Items listed in a dataset

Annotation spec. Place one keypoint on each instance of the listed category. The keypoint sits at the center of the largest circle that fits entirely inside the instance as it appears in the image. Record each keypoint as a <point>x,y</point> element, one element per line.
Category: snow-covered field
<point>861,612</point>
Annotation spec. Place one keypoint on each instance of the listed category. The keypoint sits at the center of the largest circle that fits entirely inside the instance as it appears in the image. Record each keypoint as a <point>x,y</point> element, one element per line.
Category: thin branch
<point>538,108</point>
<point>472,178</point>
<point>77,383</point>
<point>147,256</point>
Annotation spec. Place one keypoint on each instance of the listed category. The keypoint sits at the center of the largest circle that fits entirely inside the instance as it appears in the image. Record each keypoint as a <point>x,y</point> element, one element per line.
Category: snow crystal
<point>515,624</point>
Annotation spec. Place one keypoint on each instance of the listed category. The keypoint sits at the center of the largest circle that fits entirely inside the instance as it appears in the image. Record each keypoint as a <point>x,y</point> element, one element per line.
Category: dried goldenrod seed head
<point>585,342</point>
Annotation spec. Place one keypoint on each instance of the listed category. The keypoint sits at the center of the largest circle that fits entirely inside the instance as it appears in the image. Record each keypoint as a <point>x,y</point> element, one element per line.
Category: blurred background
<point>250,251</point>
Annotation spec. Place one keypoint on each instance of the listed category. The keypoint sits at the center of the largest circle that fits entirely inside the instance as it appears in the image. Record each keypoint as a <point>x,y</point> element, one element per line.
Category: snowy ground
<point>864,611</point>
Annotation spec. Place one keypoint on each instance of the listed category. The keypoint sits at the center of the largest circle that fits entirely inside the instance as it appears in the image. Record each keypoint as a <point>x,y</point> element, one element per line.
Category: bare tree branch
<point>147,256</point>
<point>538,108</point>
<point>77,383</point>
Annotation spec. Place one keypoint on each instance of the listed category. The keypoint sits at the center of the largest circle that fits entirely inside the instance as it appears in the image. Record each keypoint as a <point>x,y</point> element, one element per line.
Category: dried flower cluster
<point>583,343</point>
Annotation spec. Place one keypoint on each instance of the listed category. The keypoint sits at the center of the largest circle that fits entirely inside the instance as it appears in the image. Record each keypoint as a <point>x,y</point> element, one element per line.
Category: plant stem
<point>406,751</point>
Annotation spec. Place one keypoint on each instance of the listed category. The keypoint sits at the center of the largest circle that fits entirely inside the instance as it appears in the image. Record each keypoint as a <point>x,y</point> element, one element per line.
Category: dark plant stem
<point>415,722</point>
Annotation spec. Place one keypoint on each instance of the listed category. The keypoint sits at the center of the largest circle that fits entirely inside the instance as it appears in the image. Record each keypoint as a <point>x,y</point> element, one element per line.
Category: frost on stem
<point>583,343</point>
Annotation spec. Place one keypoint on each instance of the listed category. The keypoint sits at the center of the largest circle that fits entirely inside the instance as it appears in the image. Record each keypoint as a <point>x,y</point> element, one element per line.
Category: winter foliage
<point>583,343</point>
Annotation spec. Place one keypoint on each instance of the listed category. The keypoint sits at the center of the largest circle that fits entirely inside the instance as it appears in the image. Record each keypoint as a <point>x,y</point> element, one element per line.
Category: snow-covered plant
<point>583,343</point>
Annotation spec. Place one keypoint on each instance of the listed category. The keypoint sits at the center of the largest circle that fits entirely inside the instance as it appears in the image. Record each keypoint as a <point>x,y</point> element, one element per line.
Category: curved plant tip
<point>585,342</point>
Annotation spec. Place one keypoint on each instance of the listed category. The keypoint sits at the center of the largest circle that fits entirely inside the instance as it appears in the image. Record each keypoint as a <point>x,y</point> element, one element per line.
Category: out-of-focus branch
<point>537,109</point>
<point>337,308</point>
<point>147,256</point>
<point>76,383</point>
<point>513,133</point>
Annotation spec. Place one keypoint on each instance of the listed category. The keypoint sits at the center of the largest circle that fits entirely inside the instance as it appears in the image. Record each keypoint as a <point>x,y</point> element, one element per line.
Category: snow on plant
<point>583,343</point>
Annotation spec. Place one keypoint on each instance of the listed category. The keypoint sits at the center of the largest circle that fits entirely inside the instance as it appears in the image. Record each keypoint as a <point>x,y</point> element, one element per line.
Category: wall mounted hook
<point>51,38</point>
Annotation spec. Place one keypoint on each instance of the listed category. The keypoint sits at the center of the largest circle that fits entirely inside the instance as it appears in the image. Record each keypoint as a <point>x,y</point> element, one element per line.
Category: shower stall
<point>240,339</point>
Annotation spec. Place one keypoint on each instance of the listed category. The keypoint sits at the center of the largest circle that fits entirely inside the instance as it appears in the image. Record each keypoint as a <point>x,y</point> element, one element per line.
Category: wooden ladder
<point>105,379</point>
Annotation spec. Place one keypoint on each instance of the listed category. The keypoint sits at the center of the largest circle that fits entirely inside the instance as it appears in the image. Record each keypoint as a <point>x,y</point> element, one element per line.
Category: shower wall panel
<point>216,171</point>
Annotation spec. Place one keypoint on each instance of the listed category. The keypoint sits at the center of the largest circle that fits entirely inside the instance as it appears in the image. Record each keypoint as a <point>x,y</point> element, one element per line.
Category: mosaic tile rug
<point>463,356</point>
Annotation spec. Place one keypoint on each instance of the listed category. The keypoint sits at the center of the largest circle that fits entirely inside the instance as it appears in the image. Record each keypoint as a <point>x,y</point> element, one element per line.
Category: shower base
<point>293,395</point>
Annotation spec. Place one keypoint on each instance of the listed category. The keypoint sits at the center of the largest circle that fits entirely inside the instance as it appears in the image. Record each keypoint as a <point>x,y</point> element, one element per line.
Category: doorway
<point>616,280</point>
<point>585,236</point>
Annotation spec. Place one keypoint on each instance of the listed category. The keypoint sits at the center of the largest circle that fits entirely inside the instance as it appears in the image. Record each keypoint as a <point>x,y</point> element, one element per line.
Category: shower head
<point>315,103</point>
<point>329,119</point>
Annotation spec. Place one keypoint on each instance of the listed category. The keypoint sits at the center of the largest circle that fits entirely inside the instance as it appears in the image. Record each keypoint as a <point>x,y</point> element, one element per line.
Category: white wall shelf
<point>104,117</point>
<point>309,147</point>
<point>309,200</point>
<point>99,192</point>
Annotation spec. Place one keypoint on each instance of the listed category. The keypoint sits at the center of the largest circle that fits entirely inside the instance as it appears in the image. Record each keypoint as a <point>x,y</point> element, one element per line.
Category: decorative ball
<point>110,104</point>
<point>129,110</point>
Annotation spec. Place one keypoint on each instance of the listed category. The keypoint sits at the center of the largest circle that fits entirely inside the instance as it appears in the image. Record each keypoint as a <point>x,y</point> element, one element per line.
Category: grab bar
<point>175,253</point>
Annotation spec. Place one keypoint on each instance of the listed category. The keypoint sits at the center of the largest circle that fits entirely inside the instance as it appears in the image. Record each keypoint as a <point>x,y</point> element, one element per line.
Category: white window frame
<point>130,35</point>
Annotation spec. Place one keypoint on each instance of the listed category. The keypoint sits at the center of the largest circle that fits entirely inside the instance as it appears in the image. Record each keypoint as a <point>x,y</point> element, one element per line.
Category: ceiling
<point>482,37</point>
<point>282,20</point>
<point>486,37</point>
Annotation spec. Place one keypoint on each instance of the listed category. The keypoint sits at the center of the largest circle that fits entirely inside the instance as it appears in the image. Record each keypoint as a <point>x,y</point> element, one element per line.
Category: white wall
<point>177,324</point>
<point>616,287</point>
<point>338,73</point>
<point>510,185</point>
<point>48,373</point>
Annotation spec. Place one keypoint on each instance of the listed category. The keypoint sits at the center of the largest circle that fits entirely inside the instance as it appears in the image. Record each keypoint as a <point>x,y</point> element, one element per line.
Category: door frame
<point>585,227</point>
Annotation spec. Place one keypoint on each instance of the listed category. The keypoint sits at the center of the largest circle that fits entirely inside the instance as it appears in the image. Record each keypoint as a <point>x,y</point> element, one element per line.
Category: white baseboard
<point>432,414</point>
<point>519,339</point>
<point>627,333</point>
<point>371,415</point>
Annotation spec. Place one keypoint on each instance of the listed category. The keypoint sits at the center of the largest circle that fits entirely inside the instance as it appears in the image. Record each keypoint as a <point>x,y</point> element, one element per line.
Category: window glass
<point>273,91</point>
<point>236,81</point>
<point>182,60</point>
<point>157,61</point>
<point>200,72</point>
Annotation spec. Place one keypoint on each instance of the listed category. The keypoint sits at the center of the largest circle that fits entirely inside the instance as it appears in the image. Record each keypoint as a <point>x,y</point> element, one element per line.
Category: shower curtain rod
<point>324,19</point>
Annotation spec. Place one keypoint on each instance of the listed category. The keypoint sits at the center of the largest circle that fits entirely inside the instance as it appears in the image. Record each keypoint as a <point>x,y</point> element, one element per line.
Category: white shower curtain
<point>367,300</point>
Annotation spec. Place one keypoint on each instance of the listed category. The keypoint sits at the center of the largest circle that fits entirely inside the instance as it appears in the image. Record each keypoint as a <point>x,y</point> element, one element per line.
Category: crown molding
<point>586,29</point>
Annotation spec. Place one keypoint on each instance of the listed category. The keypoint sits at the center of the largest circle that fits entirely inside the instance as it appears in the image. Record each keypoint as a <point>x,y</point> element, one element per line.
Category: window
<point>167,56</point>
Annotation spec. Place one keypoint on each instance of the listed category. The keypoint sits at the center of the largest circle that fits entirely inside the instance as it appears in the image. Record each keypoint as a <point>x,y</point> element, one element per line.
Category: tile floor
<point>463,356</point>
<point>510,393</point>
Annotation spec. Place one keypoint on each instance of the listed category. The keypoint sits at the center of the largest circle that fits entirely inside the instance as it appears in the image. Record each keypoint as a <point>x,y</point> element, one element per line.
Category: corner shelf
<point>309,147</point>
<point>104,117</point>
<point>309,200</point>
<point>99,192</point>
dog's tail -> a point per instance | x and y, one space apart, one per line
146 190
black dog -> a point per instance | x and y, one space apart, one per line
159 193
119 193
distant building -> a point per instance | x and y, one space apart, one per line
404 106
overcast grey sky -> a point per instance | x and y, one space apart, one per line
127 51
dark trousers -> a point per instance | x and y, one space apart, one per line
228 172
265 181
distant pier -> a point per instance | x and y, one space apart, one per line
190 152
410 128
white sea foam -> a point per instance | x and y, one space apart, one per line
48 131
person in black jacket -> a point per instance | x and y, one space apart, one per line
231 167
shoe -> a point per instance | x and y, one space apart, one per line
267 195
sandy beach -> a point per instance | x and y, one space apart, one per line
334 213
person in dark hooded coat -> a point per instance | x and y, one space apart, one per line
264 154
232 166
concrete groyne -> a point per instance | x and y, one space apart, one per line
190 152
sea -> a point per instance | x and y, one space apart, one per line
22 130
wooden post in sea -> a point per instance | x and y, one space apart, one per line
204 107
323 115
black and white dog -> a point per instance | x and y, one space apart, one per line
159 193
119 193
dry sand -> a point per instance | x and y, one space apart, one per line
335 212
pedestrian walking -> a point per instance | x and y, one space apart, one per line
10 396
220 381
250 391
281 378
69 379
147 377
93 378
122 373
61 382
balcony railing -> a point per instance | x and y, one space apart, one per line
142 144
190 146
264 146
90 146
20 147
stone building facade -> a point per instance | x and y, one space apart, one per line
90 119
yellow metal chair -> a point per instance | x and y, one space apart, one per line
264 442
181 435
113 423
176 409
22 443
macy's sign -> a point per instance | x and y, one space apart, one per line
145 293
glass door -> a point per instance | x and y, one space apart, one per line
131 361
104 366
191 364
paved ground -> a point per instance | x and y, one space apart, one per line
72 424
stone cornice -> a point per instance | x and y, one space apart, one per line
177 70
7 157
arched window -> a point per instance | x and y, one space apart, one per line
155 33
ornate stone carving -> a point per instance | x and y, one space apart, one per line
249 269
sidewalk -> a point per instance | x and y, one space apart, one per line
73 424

> [Problem to work on]: Write out the lines above from the one containing "macy's sign ->" through the last, exactly as they are.

> [The answer]:
macy's sign -> a point per instance | x and y, one space apart, one per line
145 293
glass door -> a point per instance | x and y, one space apart, one per line
131 361
104 366
191 364
paved ground -> a point per instance | x and y, one space apart, one per line
72 424
stone cornice -> a point per instance | x and y, one space apart, one per line
177 70
7 157
arched window -> a point per instance | x and y, one space apart, one per line
155 33
ornate stone carving -> a point per instance | x and y, one space apart, one per line
249 269
sidewalk -> a point per instance | x and y, one space apart, one per line
73 424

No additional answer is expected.